Listed entries below:

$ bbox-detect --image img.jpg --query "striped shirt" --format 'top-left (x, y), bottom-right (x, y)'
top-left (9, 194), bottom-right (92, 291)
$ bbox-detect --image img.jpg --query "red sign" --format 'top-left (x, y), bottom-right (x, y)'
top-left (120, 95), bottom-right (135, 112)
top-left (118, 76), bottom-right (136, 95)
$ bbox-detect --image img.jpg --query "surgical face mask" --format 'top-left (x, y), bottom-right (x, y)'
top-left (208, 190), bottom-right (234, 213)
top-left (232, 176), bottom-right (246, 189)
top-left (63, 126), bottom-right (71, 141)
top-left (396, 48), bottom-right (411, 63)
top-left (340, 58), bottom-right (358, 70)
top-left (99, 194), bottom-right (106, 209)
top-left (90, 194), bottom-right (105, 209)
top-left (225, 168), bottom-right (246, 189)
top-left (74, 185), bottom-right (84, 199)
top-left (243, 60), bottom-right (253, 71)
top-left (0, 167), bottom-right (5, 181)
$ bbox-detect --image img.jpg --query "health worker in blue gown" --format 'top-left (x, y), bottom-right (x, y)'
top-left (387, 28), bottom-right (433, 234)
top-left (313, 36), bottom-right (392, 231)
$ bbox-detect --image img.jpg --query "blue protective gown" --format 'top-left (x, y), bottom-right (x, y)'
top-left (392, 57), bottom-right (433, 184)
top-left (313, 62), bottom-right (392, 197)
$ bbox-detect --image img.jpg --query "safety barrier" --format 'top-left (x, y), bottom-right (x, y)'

End of Listed entries.

#### [Work item]
Every record, restated word for word, should make up your reply.

#### [The completed task]
$ bbox-detect --image img.jpg --query "striped shirt" --format 'top-left (x, y), bottom-right (x, y)'
top-left (9, 194), bottom-right (92, 291)
$ bbox-detect --image img.jpg --query "red sign" --format 'top-left (x, y), bottom-right (x, y)'
top-left (120, 95), bottom-right (135, 112)
top-left (118, 76), bottom-right (136, 95)
$ bbox-detect --image img.jpg --query "surgical face mask" --format 'top-left (x, y), bottom-right (x, y)'
top-left (208, 190), bottom-right (234, 213)
top-left (232, 176), bottom-right (246, 189)
top-left (63, 126), bottom-right (71, 141)
top-left (396, 48), bottom-right (411, 63)
top-left (340, 58), bottom-right (358, 70)
top-left (99, 194), bottom-right (106, 209)
top-left (90, 194), bottom-right (105, 209)
top-left (225, 168), bottom-right (246, 189)
top-left (74, 185), bottom-right (84, 199)
top-left (243, 60), bottom-right (253, 71)
top-left (0, 167), bottom-right (5, 181)
$ bbox-detect --image img.jpg --query "health worker in blue gown" --format 'top-left (x, y), bottom-right (x, y)'
top-left (387, 28), bottom-right (433, 234)
top-left (313, 36), bottom-right (392, 231)
$ bbox-detect --image img.jpg --query "blue protective gown" --format 'top-left (x, y), bottom-right (x, y)'
top-left (392, 57), bottom-right (433, 184)
top-left (313, 62), bottom-right (392, 197)
$ bbox-detect --image img.jpg --query "safety barrier" --format 'top-left (x, y), bottom-right (x, y)'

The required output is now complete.